## DIRECTIONS FOR THIS TASK
Retype everything in the listing, leaving each line exactly as it is.

═══ DATASET RECORDS

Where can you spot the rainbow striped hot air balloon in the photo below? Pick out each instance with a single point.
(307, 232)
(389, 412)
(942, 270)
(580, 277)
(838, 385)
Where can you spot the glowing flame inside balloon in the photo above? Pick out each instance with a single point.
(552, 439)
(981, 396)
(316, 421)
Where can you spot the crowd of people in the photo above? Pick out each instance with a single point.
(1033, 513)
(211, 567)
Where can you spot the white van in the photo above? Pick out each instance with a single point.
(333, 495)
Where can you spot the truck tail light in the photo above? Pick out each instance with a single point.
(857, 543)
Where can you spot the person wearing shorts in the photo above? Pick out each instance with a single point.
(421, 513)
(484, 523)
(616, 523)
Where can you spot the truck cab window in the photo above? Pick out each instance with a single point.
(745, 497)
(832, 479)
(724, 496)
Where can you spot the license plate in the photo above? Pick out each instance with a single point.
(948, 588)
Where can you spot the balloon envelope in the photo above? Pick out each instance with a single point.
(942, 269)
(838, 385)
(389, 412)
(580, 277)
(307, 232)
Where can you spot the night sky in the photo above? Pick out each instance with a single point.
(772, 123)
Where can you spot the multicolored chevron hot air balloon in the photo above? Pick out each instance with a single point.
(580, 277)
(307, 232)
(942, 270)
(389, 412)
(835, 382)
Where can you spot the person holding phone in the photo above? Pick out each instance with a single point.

══════

## RESPONSE TO THE EXERCISE
Where can you spot the rainbow striped hot air balloon in the photo below? Pick out each instance with a single point.
(307, 232)
(389, 412)
(942, 270)
(580, 277)
(838, 385)
Where can you spot the glowing flame inside balloon in the photo above? Pick out each instance with a single point.
(552, 439)
(981, 396)
(316, 421)
Where can you spot the crowd of people in the photo above? Pick out each instance with a single point.
(1033, 513)
(211, 567)
Where can you spot the white van in the photo above? Pick out each instance with a single point.
(333, 495)
Where can you spot the truck tail light in the photo above? Pick out each instance with a single point.
(857, 543)
Where can you spot the person wearing shorts in the photo above? Pick out each instance with a single point.
(421, 513)
(484, 523)
(616, 523)
Where can you spot the truck cab window in the photo above? Pick out each instance with a single point.
(745, 497)
(832, 479)
(724, 496)
Where can you spot the license plate in the photo above? Pick out each instance with a single point.
(948, 588)
Where can you spot the balloon envelope in the photo above? Pick out each instance with a single point.
(942, 269)
(838, 385)
(389, 412)
(580, 277)
(307, 232)
Where can you spot the night sky in the photo above? Pick out each instance with a single point.
(772, 123)
Where can you spot the multicolored chevron hot air balloon in the photo above? Pick out each instance with a single point.
(580, 277)
(307, 232)
(942, 270)
(389, 412)
(835, 382)
Where can you spot the person holding phone in the photo above? Pick out each instance with a single point.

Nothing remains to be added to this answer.